→ **Work to complete**
(1) In the Open-XML-SDK issue thread, which DocumentFormat.OpenXml version does the reporter list?
(2) Retype the Open-XML-SDK issue thread word for word, starting at "Sample has value: True" and ending at "the Serialize.OpenXml.CodeGen library.".
(3) Extend the Open-XML-SDK issue thread, picking up right after its final line.

→ **Excerpted text**
========================================================================

Open-XML-SDK icon indicating copy to clipboard operation
Open-XML-SDK copied to clipboard

Misc element properties are not lining up with their ECMA definitions

Open rmboggs opened this issue 5 years ago • 14 comments

Before submitting an issue, please fill this out

Is this a:

  • [X] Issue with the OpenXml library
  • [ ] Question on library usage

Description

The DocumentFormat.OpenXml.WordProcessing.OnOffOnlyValues enum only contains values On and Off but if I am reading the ECMA-376 standard correctly, properties with this value type may contain values On, Off, 0, 1, true, and false. When values, such as true or false, are present for an xml attribute for this type, the Value property of the EnumValue<OnOffOnlyType> object throws a System.FormatException exception.

The attached document contains an element /document[0]/tbl[0]/tr[0]/trPr[0]/cantSplit which contains the property in question. file-sample_500kB.docx

I'm open to discuss this further but it doesn't seem like this should be the correct behavior.

Information

  • .NET Target: .NET Framework 4.7.2
  • DocumentFormat.OpenXml Version: 2.11.3

Repro

using DocumentFormat.OpenXml.Packaging;
using DocumentFormat.OpenXml.Wordprocessing;
using System;
using System.IO;
using System.Linq;

namespace ConsoleApp2
{
    class Program
    {
        static void Main(string[] args)
        {
            // Change  to path of test file
            const string pathToFile = @"C:\path\to\file-sample_500kB.docx";

            using (var f = new FileStream(pathToFile, FileMode.Open))
            {
                using (var docx = WordprocessingDocument.Open(f, false))
                {
                    var sample = docx.MainDocumentPart.Document.Descendants<CantSplit>().FirstOrDefault();

                    if (sample != null)
                    {
                        var val = sample.Val;
                        Console.WriteLine($"Sample has value: {val.HasValue}");
                        Console.WriteLine($"Sample inner text: {val.InnerText}");

                        try
                        {
                            Console.WriteLine($"Sample value: {val.Value}");
                        }
                        catch (Exception x)
                        {
                            Console.WriteLine($"Sample value threw {x.GetType().Name}");
                            Console.WriteLine($"Sample value exception message: {x.Message}");
                        }
                    }
                }
            }
            Console.WriteLine("Press any key to quit");
            Console.ReadKey(true);
        }
    }
}

Observed

Sample has value: False
Sample inner text: false
Sample value threw FormatException
Sample value exception message: The text value is not a valid enumeration value.
Press any key to quit

Expected

Sample has value: True
Sample inner text: false
Sample value: DocumentFormat.OpenXml.Wordprocessing.OnOffOnlyValues.False or DocumentFormat.OpenXml.Wordprocessing.OnOffOnlyValues.Off
Press any key to quit

rmboggs avatar Jul 21 '20 13:07 rmboggs

FYI - I caught this while testing out the Serialize.OpenXml.CodeGen library.

rmboggs avatar Jul 21 '20 14:07 rmboggs

Interesting. @tomjebo can you take a look at the spec and weigh in here?

========================================================================

→ **Supplied data**

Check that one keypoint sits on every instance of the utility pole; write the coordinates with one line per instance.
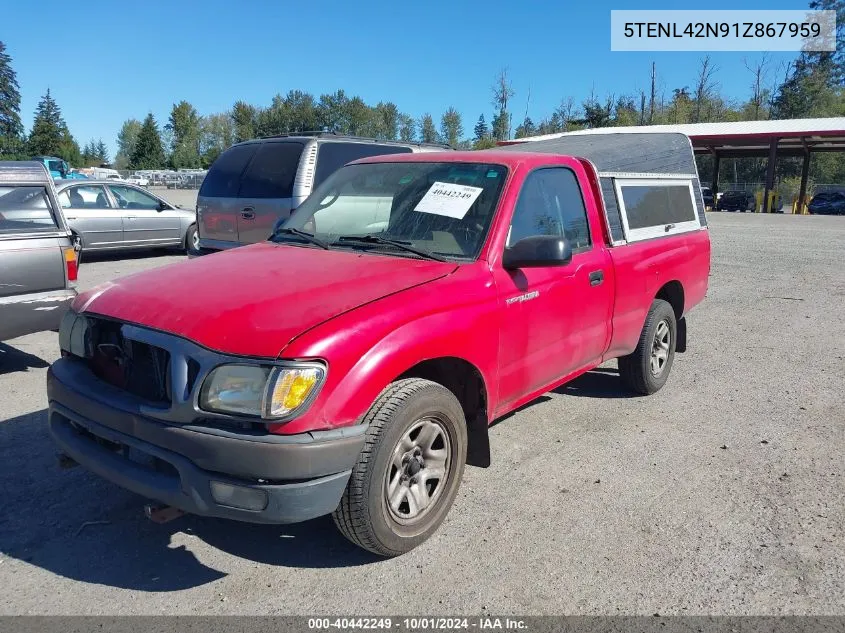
(651, 106)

========================================================================

→ **Answers for the tasks**
(1) Version 2.11.3

(2)
Sample has value: True
Sample inner text: false
Sample value: DocumentFormat.OpenXml.Wordprocessing.OnOffOnlyValues.False or DocumentFormat.OpenXml.Wordprocessing.OnOffOnlyValues.Off
Press any key to quit

rmboggs avatar Jul 21 '20 13:07 rmboggs

FYI - I caught this while testing out the Serialize.OpenXml.CodeGen library.

(3)
twsouthwick avatar Jul 22 '20 02:07 twsouthwick

@rmboggs Can you share the section of the spec you were looking at?

twsouthwick avatar Jul 22 '20 02:07 twsouthwick

I was referencing the first revision of the open xml ecma standard located here. Pdf Page 308 - cantSplit definition which references the possible values defined by the ST_OnOff simple type Pdf Page 1786 - ST_OnOff possible values which include the values I listed in the initial issue report above.

Please let me know if there are more questions.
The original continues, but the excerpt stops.